取り組む課題 →
a: 次の(i)〜(iii)が短歌のページの内容と合っているかを判定し、それぞれ「はい」か「いいえ」で答えたうえで、判断の決め手となる本文の語句を一字一句そのまま引用する。(i) 楓美生は杉並区荻窪で生まれた。(ii) 楓美生は多摩歌話会に30年ほど所属した。(iii) 楓美生は、玉川上水の桜橋を散歩中の偶然の出会いがきっかけで短歌を始めた。
b: 短歌のページのうち、「短歌とは、感動したこと、悔し」という語句を含むところから書き写し始め、「歌人・楓(かつら)美生(みお)」まで写したら止めて、その範囲を原文どおりに返す。
c: 短歌のページで、楓美生が好きな歌人として挙げているのは誰か。

短歌とは、感動したこと、悔しいこと、悲しいことや嬉しいこと、すべてを言葉にのせて表現するものです。
歌を詠むこと、それは、長い人生において心の薬となるでしょう。
私も人生の山坂を短歌に支えられ、 81歳 まで 生きてこられました。
だからまず難しいことはおいといて、あなたの心が感じたままに、歌をつくってみてください。
きっと作歌の楽しさが、だんだんわかってきますよ。(楓美生)

歌人・楓(かつら)美生(みお)
昭和17年10月28日 杉並区荻窪生まれ

玉川上水の桜橋を散歩中、その後歌の師と仰ぐことになる人物と
偶然出会ったことがきっかけで、短歌を始める。
多摩歌話会(歌人集団)に15年ほど所属。
NHK、地方の短歌大会入賞。
現在は近所の歌好きを集めて、短歌の指導をしている。

<好きな歌人>
栗木京子、寺山修司、尾崎左永子
<好きな歌>
ここに咲きここに散りゆく秋萩のごとき一生(ひとよ)を悔いざれよゆめ

第一首

(想像してみてください…)

4月から始まった新たな環境。
やっと少し慣れてきたかなと思っていたのに、今日は嫌なことがあって心が折れそう。
巣に戻るカラスの鳴き声を聞きながら、とぼとぼと辿る家路。
その時、耳もとを通り風が吹き抜けた。

ここで一首ーー
(みなさんなら、どんな歌を詠みますか? わたしの歌は……)

足重く
帰る日暮れに (今日は今日)
(新たな明日を)と風がささやく
<2023年 夕暮れに詠む>

<解説>
期待を胸に新たな環境へ飛び込んでから1か月。疲れが出てきたり、理想との違いに気づかされたり、落ち込むことも多いのが5月ですよね。

ポインティング用データセットの項目 →
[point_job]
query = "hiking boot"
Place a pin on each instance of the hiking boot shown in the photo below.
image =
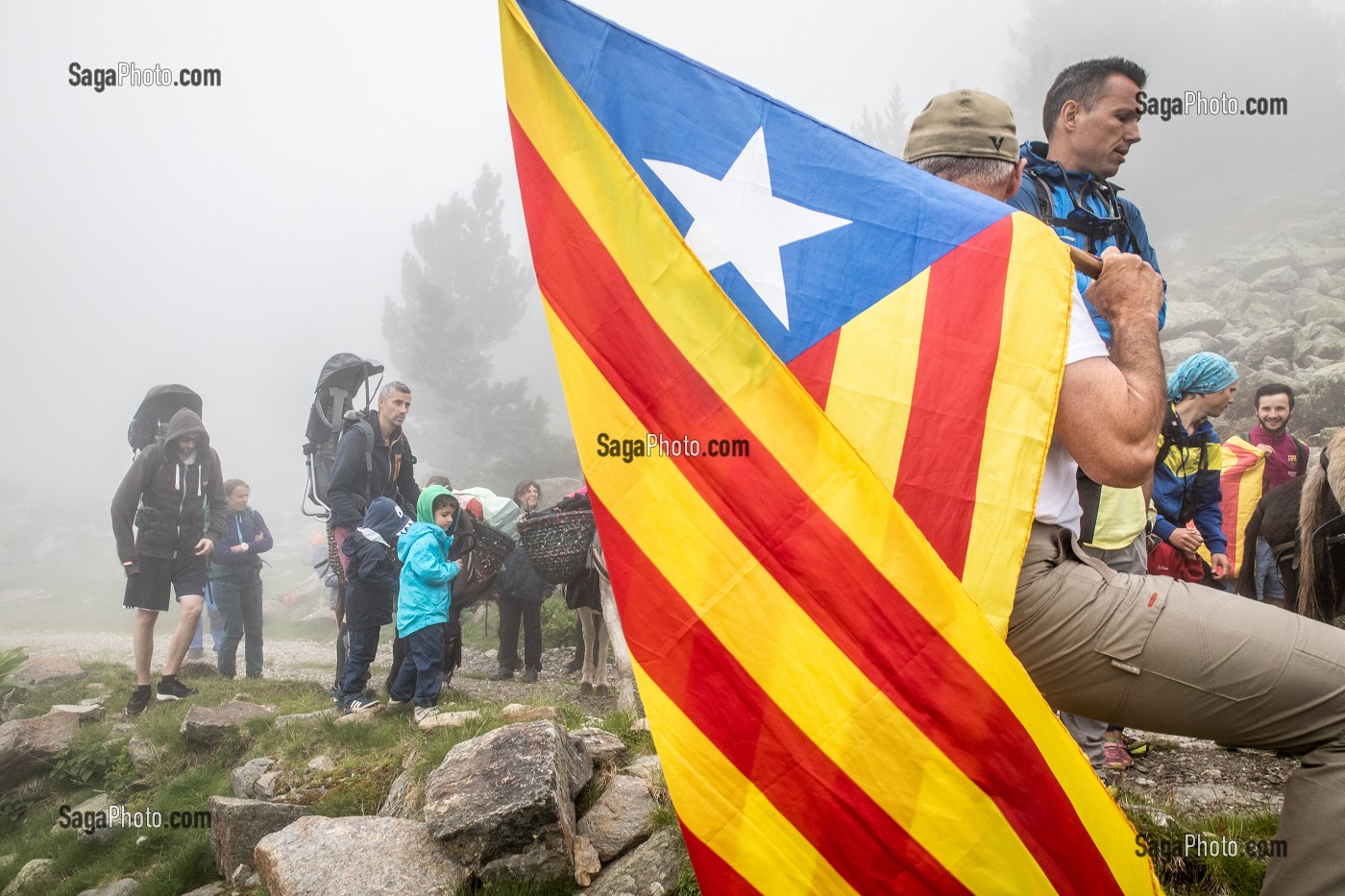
(1136, 745)
(138, 700)
(1113, 754)
(172, 689)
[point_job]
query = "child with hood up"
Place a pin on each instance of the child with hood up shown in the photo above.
(370, 594)
(423, 603)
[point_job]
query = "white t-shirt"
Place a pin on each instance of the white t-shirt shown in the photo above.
(1058, 500)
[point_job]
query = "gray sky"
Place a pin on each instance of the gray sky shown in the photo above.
(234, 237)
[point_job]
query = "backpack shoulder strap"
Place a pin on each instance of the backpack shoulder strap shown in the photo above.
(1166, 436)
(366, 429)
(1045, 207)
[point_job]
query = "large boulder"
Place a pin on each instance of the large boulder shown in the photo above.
(1322, 341)
(238, 825)
(654, 866)
(208, 725)
(29, 745)
(621, 817)
(34, 878)
(356, 856)
(510, 791)
(1193, 316)
(602, 745)
(244, 779)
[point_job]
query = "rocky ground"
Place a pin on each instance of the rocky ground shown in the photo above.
(1197, 777)
(313, 661)
(1190, 775)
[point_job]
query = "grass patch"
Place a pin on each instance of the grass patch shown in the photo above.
(1187, 852)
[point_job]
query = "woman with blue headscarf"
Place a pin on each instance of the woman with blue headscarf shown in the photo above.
(1189, 460)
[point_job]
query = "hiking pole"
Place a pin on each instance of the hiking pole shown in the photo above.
(1085, 262)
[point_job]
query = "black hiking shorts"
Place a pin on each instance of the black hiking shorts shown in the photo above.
(148, 590)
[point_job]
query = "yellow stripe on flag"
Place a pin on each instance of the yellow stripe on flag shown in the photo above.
(726, 811)
(803, 671)
(777, 410)
(874, 375)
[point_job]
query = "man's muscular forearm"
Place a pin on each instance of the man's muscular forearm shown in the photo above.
(1134, 350)
(1112, 408)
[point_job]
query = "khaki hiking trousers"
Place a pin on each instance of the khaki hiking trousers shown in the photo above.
(1163, 655)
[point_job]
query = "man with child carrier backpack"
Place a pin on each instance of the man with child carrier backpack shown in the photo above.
(1091, 120)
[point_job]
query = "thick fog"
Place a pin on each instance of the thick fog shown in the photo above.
(232, 237)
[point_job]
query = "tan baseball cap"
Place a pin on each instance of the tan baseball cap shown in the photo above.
(964, 123)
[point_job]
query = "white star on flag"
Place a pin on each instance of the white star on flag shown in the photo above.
(739, 220)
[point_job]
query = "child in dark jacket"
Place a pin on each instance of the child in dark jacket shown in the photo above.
(370, 593)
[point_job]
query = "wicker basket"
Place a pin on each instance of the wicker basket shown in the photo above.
(493, 549)
(557, 544)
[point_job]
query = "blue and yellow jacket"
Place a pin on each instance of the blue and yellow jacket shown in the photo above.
(1186, 487)
(427, 572)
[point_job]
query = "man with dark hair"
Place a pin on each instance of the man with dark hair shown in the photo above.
(1091, 118)
(373, 460)
(1138, 648)
(1286, 458)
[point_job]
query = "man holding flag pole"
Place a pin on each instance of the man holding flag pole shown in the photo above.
(814, 624)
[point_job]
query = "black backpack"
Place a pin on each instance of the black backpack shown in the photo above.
(155, 410)
(331, 415)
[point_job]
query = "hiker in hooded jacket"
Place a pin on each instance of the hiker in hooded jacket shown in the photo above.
(235, 580)
(167, 516)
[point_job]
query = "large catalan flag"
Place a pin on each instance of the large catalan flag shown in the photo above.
(833, 712)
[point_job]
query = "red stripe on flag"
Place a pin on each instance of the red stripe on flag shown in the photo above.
(713, 875)
(813, 560)
(959, 346)
(699, 674)
(814, 368)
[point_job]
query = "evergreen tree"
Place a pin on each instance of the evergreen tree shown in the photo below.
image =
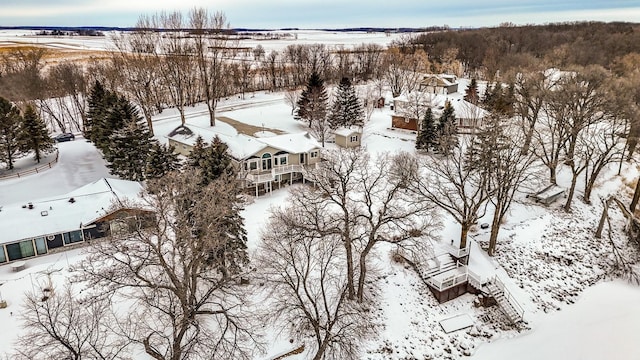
(34, 134)
(312, 105)
(129, 148)
(447, 130)
(120, 113)
(346, 110)
(427, 135)
(216, 162)
(213, 160)
(99, 103)
(197, 154)
(161, 160)
(10, 120)
(471, 93)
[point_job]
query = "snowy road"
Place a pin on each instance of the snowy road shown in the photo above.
(79, 164)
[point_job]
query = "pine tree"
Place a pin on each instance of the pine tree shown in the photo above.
(99, 103)
(447, 130)
(128, 149)
(346, 110)
(471, 93)
(427, 135)
(197, 154)
(34, 135)
(10, 120)
(120, 114)
(312, 105)
(216, 162)
(213, 160)
(161, 160)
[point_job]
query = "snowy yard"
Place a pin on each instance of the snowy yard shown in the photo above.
(575, 307)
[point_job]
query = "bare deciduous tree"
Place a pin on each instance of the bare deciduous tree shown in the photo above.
(308, 294)
(497, 149)
(456, 187)
(62, 324)
(181, 270)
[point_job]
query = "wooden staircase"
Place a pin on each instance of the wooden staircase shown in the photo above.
(505, 300)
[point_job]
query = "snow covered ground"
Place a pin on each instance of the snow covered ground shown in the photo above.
(548, 258)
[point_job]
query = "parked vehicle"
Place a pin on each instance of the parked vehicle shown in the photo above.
(64, 137)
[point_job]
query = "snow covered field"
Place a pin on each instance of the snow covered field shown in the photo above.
(549, 259)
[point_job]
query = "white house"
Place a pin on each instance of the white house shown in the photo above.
(262, 162)
(41, 226)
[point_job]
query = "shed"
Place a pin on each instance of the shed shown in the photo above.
(348, 137)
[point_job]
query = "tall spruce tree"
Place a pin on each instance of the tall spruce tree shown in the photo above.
(447, 136)
(10, 120)
(161, 160)
(312, 105)
(129, 148)
(99, 105)
(212, 160)
(346, 110)
(427, 136)
(34, 135)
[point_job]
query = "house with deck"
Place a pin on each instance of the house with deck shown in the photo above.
(439, 84)
(263, 163)
(42, 226)
(448, 275)
(409, 111)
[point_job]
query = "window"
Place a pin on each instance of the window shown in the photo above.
(72, 237)
(266, 161)
(20, 250)
(41, 247)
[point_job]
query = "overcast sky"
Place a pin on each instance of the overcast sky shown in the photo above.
(322, 13)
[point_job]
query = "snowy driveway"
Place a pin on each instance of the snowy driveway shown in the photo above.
(79, 164)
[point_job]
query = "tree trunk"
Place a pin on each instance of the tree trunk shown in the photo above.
(572, 189)
(463, 235)
(552, 175)
(495, 228)
(350, 273)
(605, 211)
(636, 197)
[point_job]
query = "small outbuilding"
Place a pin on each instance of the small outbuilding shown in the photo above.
(348, 137)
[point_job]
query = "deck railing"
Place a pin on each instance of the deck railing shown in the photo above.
(450, 281)
(507, 295)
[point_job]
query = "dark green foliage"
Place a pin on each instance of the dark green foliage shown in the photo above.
(312, 105)
(213, 160)
(99, 102)
(471, 93)
(346, 110)
(500, 100)
(160, 161)
(129, 149)
(447, 130)
(427, 135)
(34, 135)
(196, 156)
(10, 121)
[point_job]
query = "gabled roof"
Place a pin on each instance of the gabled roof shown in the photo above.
(244, 146)
(61, 214)
(344, 131)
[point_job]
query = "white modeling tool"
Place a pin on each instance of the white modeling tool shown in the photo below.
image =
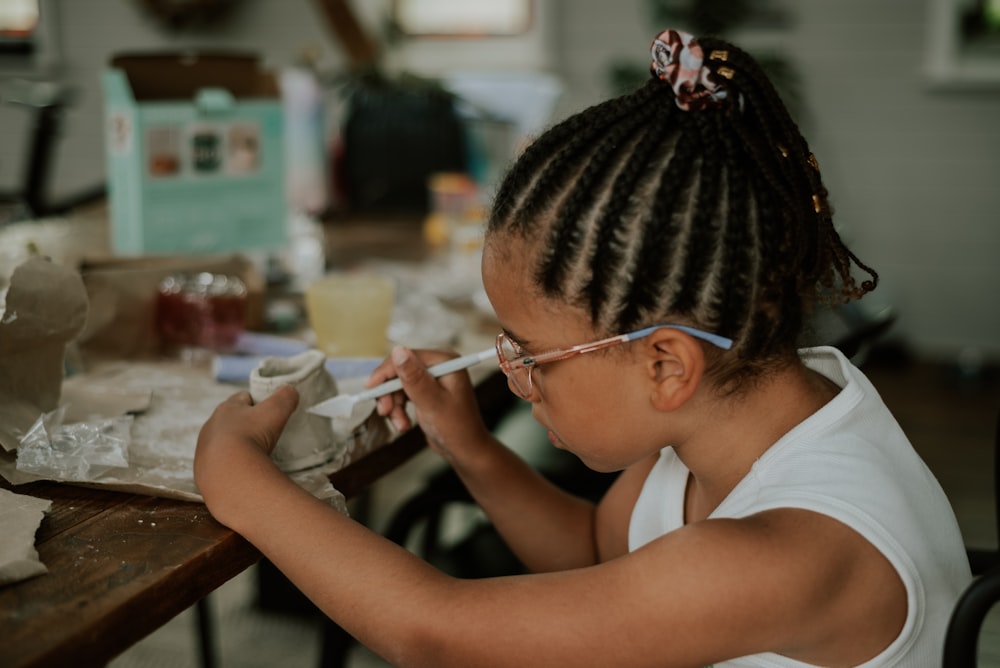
(345, 406)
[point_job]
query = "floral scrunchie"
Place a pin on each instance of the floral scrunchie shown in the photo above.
(678, 59)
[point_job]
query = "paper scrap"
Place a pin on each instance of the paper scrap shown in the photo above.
(20, 516)
(46, 308)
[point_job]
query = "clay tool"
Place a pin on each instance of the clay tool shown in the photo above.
(345, 406)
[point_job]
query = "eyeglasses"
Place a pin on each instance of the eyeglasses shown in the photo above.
(517, 365)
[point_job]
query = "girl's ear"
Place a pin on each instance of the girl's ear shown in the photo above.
(675, 363)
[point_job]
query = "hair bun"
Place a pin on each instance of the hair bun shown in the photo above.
(678, 59)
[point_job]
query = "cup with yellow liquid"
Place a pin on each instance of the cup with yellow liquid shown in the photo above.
(350, 313)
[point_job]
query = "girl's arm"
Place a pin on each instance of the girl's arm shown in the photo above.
(546, 528)
(785, 580)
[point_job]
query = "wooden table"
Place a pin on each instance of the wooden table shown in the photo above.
(121, 565)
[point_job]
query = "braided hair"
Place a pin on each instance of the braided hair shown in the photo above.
(690, 201)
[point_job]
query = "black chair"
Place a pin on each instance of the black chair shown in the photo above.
(962, 638)
(980, 560)
(961, 642)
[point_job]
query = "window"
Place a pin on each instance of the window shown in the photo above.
(447, 18)
(27, 32)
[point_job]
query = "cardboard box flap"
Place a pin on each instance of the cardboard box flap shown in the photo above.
(174, 75)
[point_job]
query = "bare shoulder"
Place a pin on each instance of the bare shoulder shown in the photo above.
(787, 580)
(615, 509)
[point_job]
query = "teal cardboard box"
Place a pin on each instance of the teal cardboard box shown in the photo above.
(195, 150)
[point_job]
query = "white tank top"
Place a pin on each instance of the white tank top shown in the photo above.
(851, 461)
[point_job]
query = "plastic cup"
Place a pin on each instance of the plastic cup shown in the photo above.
(350, 313)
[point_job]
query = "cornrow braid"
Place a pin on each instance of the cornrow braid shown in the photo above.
(694, 199)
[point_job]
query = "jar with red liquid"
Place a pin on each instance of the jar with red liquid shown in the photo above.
(200, 314)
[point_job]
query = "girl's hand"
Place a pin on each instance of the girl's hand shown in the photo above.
(234, 447)
(446, 407)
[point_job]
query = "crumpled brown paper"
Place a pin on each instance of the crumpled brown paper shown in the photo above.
(46, 309)
(20, 516)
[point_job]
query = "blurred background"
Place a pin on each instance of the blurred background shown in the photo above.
(899, 99)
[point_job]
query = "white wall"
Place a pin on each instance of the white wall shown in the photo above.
(912, 171)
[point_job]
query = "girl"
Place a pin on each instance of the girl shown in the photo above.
(651, 260)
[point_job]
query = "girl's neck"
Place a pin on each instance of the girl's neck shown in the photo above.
(742, 430)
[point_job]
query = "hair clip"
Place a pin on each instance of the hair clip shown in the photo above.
(678, 60)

課題別の解答 →
a:
(i) はい:「昭和17年10月28日 杉並区荻窪生まれ」
(ii) いいえ:「多摩歌話会(歌人集団)に15年ほど所属。」
(iii) はい:「偶然出会ったことがきっかけで、短歌を始める。」

b:
短歌とは、感動したこと、悔しいこと、悲しいことや嬉しいこと、すべてを言葉にのせて表現するものです。
歌を詠むこと、それは、長い人生において心の薬となるでしょう。
私も人生の山坂を短歌に支えられ、 81歳 まで 生きてこられました。
だからまず難しいことはおいといて、あなたの心が感じたままに、歌をつくってみてください。
きっと作歌の楽しさが、だんだんわかってきますよ。(楓美生)

歌人・楓(かつら)美生(みお)

c: 栗木京子、寺山修司、尾崎左永子